WORK REQUIRED: An exact transcription of every entry is required, with the images left out.

SOURCE MATERIAL:
★ ★ ★ ★ ★

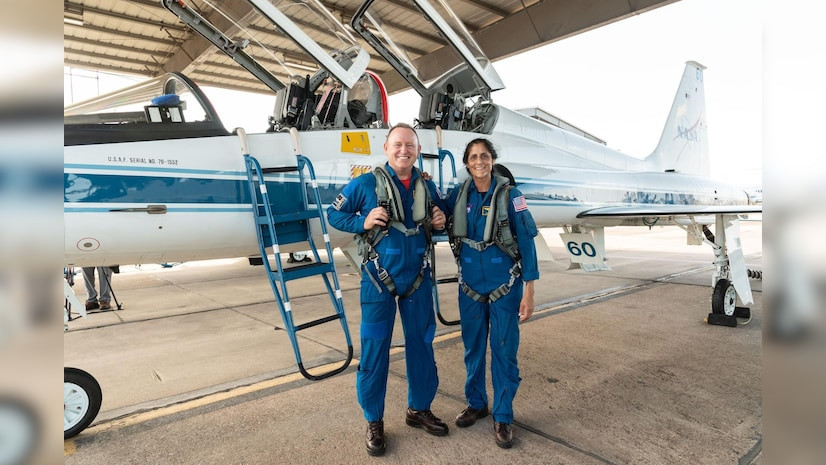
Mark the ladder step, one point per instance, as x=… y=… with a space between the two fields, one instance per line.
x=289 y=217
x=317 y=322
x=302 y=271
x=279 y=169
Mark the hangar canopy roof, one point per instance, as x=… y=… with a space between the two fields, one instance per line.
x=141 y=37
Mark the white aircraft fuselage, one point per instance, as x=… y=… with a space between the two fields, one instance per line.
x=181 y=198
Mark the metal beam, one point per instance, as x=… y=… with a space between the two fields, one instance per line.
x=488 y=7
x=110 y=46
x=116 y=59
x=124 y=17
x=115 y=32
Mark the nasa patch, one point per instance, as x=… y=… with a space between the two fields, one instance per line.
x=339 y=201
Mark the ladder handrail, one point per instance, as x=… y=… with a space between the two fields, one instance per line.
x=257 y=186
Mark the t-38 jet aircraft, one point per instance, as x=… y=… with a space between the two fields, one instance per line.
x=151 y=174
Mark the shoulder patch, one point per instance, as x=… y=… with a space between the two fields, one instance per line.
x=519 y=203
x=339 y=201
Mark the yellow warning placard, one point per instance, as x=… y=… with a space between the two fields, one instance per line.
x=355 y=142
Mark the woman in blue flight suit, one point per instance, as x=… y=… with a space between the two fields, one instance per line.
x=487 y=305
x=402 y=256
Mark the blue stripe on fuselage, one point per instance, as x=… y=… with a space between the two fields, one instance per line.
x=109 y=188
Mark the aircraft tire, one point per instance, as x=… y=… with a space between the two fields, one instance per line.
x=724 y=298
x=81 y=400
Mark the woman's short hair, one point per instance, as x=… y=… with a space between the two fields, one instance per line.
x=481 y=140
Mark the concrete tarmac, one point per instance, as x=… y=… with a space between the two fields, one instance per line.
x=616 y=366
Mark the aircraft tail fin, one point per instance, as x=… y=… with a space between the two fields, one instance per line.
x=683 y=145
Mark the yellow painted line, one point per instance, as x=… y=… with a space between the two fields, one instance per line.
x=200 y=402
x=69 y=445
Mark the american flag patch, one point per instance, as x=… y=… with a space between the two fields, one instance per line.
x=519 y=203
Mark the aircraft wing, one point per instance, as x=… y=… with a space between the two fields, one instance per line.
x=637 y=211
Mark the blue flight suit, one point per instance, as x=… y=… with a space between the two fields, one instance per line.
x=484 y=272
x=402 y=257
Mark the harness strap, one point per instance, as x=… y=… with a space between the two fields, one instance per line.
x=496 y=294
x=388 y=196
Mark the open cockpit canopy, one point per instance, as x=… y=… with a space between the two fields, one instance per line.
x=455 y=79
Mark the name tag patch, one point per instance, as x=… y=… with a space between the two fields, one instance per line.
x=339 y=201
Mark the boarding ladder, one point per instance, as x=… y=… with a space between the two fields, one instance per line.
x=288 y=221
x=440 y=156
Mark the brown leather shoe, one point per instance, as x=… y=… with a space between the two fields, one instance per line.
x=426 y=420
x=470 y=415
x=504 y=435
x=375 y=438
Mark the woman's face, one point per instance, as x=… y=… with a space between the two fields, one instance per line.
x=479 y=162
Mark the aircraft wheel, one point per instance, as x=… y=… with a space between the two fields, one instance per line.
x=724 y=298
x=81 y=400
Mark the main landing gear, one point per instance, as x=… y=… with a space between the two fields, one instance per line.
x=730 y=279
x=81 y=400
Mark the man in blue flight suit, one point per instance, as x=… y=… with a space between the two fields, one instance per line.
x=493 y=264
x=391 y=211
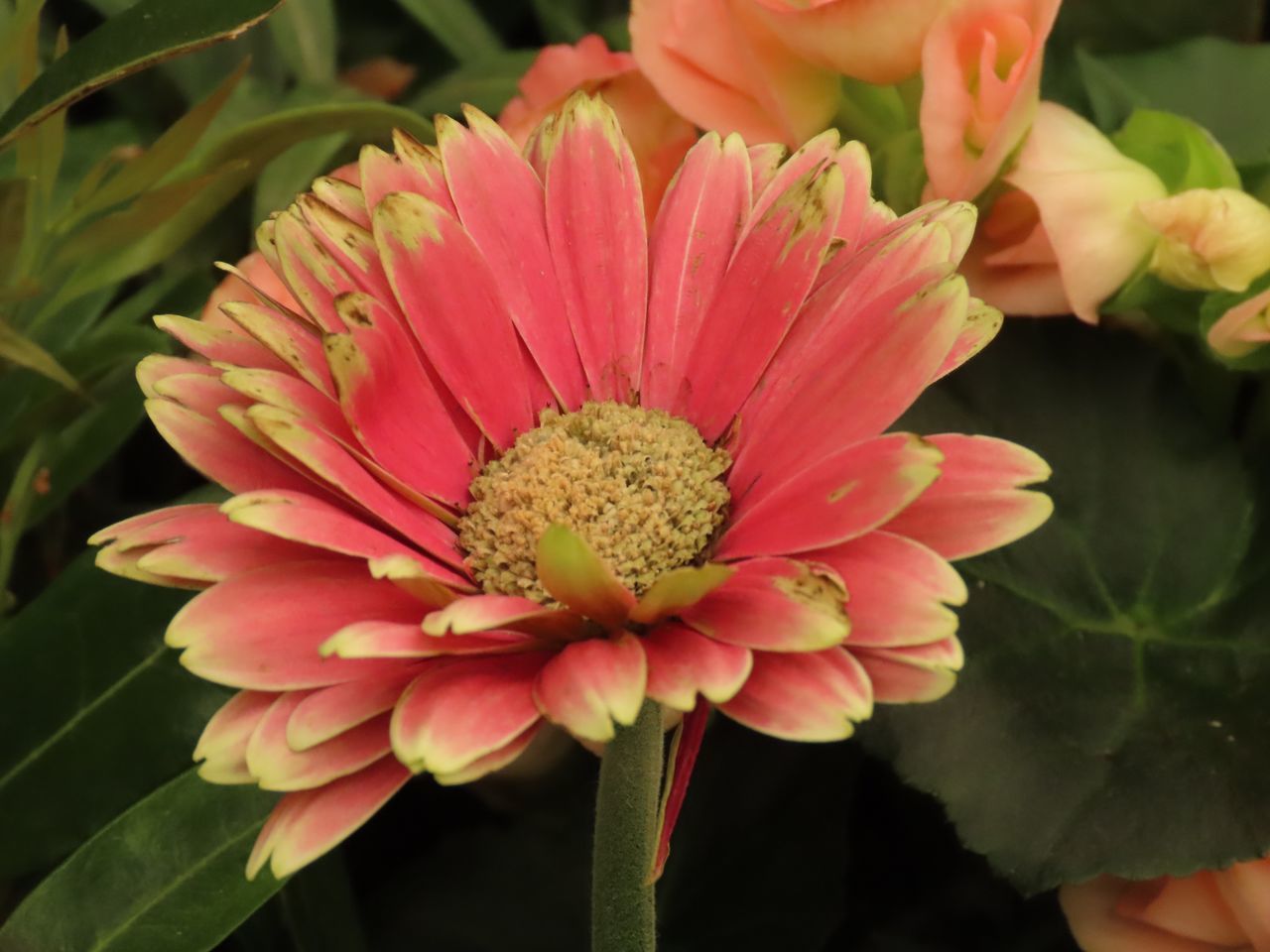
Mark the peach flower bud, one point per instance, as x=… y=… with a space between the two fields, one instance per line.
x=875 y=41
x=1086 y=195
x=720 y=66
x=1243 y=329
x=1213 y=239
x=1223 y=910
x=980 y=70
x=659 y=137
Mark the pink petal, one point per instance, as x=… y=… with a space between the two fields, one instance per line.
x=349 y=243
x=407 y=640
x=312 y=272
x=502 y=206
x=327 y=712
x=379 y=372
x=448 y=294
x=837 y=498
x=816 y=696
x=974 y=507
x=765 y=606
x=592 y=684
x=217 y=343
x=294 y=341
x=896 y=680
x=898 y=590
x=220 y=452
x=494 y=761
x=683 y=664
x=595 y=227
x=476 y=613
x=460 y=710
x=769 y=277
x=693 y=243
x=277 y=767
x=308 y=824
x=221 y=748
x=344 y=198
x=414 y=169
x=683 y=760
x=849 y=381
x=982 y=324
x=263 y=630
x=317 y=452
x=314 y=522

★ ★ ★ ★ ★

RESULT OF THE TASK:
Mark the ladder step, one point per instance, as x=… y=… with a space between the two fields, one instance per line.
x=289 y=217
x=317 y=322
x=302 y=271
x=279 y=169
Mark the hangar canopy roof, one point per instance, as x=… y=… with a space between the two fields, one instance per line.
x=141 y=37
Mark the white aircraft fuselage, one point per instance, as x=… y=… with a space between the two fields, one instance per line.
x=181 y=198
Mark the metal beam, one point per instance, as x=… y=… with a space between the two fields, one instance per line.
x=488 y=7
x=110 y=46
x=116 y=59
x=124 y=17
x=115 y=32
Mark the nasa patch, one point per instance, as x=… y=… with a space between the two fields, one instance per line.
x=339 y=201
Mark the ladder handrail, one point per instance, as x=… y=… with a space between the two fields, one instance per line.
x=257 y=186
Mark the t-38 jet aircraft, one point per instance, as x=… y=… with a space between the two fields, one instance per line.
x=151 y=174
Mark the shoulder patch, one point per instance, as x=… y=… with a space between the two fields, one instance per line.
x=519 y=203
x=339 y=201
Mark the yellow warning placard, one point per instance, as x=… y=… with a space between the two fields, one instance per line.
x=355 y=142
Mark the woman in blue flight suit, one point per instance, as x=… y=… with a space between the two fields, one instance per line.
x=487 y=305
x=402 y=256
Mark the blue stripe on fuselage, one point per instance, as x=… y=… with a space between the two fields, one instance per line.
x=109 y=188
Mark the aircraft tire, one point per instance, as x=… y=… with a space between the two fields, one instance per line.
x=724 y=298
x=81 y=400
Mark the woman's short hair, one point per instance, as x=… y=… with a space between the two fields, one instance per line.
x=481 y=140
Mark the concrete tarmac, one point per instance, as x=… y=… with a space between the two fields, one instance per line.
x=616 y=366
Mark the aircraft tail fin, one point per instance, as x=… y=… with a space between the two fields, one instance per line.
x=683 y=145
Mark the yellow painted line, one point per instance, as x=… y=… with a space between the two fields, one instance per line.
x=200 y=402
x=69 y=445
Mark the american flag patch, one point per instance, as x=… y=… with a space between the two fields, one instance per line.
x=519 y=203
Mark the aircraft wing, one point per instance, as x=… y=… with a space between the two fields, one instance per line.
x=637 y=211
Mark the blue flight suit, one point per instance, as x=… y=… with a space between the two fields, one instance per line.
x=484 y=272
x=402 y=257
Mark the harness strap, one point per instance, as x=… y=… with a space between the two fields, one instance per line.
x=496 y=294
x=388 y=196
Mark the open cockpit canopy, one point per instance, as x=… y=… with a space between the two fields, one instance per line.
x=455 y=79
Mark the name tag patch, one point per instance, as x=… y=… with a space between the two fields, one instance per line.
x=339 y=201
Mark the boarding ladder, one point per instance, as x=… y=… with a space between the two fields, one instance per line.
x=288 y=221
x=440 y=156
Mark the brown leather shoe, one point per instance, as x=… y=… with a space between the two fields, one instance per line.
x=426 y=420
x=470 y=415
x=504 y=435
x=375 y=438
Mark the woman's face, one point per instance, as x=… y=… with a space between the two fields, one instance per line.
x=479 y=162
Mark the aircraft wheel, one point per instance, as x=… y=… with a space between the two fields, one instance per line.
x=724 y=298
x=81 y=400
Mark the main landing gear, one point per instance, as x=… y=… with a space between the two fields, one instance per line.
x=730 y=279
x=81 y=400
Mark the man in blue flight suit, one point per instance, as x=… y=… with a space between the two fields, one instance per line.
x=493 y=264
x=391 y=211
Mark the peach flower bud, one point per instance, as x=… y=… with a space between the two fields, one instance per line.
x=875 y=41
x=1086 y=195
x=720 y=66
x=1243 y=329
x=1213 y=239
x=1223 y=910
x=980 y=70
x=659 y=137
Mark the pink petal, one point per instance, as x=… y=… with a space between the two fields, one instance per line.
x=349 y=243
x=407 y=640
x=312 y=272
x=502 y=206
x=327 y=712
x=379 y=372
x=448 y=294
x=837 y=498
x=816 y=696
x=974 y=507
x=765 y=606
x=592 y=684
x=217 y=343
x=294 y=341
x=896 y=680
x=898 y=590
x=220 y=452
x=494 y=761
x=683 y=664
x=595 y=227
x=476 y=613
x=460 y=710
x=769 y=277
x=693 y=243
x=277 y=767
x=308 y=824
x=221 y=748
x=344 y=198
x=414 y=169
x=683 y=760
x=849 y=381
x=982 y=324
x=263 y=630
x=317 y=452
x=314 y=522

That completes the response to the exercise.